Input for this task Block Start

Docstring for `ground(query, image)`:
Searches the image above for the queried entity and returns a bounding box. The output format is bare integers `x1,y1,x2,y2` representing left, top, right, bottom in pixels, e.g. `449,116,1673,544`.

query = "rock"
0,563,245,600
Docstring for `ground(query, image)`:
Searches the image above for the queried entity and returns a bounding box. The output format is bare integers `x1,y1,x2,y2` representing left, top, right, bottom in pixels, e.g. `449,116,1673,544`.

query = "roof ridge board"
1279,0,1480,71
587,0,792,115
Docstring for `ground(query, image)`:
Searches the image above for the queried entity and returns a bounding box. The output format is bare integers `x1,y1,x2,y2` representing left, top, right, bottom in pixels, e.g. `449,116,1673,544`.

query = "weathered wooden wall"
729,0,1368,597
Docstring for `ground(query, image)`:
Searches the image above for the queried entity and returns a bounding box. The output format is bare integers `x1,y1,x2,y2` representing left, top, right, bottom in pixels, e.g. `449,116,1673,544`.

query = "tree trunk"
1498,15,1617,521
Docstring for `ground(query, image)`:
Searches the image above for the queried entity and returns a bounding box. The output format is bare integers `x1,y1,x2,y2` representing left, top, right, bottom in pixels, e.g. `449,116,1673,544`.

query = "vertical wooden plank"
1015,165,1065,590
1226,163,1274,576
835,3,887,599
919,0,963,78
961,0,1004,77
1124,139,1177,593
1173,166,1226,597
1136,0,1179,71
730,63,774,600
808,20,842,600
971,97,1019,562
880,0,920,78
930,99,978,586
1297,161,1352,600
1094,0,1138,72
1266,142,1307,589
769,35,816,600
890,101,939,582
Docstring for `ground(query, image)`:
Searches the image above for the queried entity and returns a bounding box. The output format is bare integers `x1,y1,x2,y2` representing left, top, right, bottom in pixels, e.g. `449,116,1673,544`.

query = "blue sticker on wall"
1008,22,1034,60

Input for this task Block End

- _Exercise details_:
Reproduce the records above exactly.

- _Exercise answer_:
Docstring for `ground(query, image)`:
Searches the image above for the queried entity and returns a bounding box. The output format is bare integers `x1,y1,x2,y2` representing left, top, right, bottom in pixels, e.g. `449,116,1673,544`.

query = "rock"
0,563,245,600
Docstring for `ground(query, image)`:
Searches the image above for the queried entity and returns a bounding box. The output format is bare integers `x1,y1,x2,y2` representing left, top, right, bottom in pixels, e.g. `449,116,1673,544`.

query = "roof ridge board"
1279,0,1480,71
587,0,792,115
Docstring for `ground(query, image)`:
Searches the image above for the queried entity and returns a bounding box. The output format is bare integers `x1,y1,x2,y2` representing left, top, right, bottom in pixels, e.g. `449,116,1673,544`.

query = "weathered wooden wall"
729,0,1368,597
Docstring for `ground(query, image)`:
Searches the image above for the queried entity and returns a bounding box. The output format is bare integers `x1,y1,x2,y2` representing left, top, right, bottom in pixels, e.g. `449,116,1673,544`.

query = "tree trunk"
1498,15,1617,521
Docstring for `ground(query, image)`:
Searches the image above for the queried entity and returns a bounding box. The output format is bare integers `x1,y1,x2,y2` representing left, top, right, bottom in pixels, e.g. `449,116,1673,544`.

query = "vertical wooden plank"
1015,165,1065,590
1226,163,1274,576
835,3,887,599
919,0,963,78
961,0,1004,77
1124,139,1177,593
1173,166,1226,597
1136,0,1179,71
730,63,774,600
808,20,842,600
971,97,1019,562
880,0,920,78
930,99,978,586
1297,161,1352,600
1094,0,1138,72
1266,142,1307,589
769,35,816,600
890,101,939,582
Docstring for `ground(query, image)`:
Searches the image above for the queried entity and returns a bounding box. The output format is bare integers `x1,y1,x2,y2` representing left, top, right, bottom in pixels, e.g. `449,116,1673,544`.

query = "blue sticker on wall"
1008,22,1034,60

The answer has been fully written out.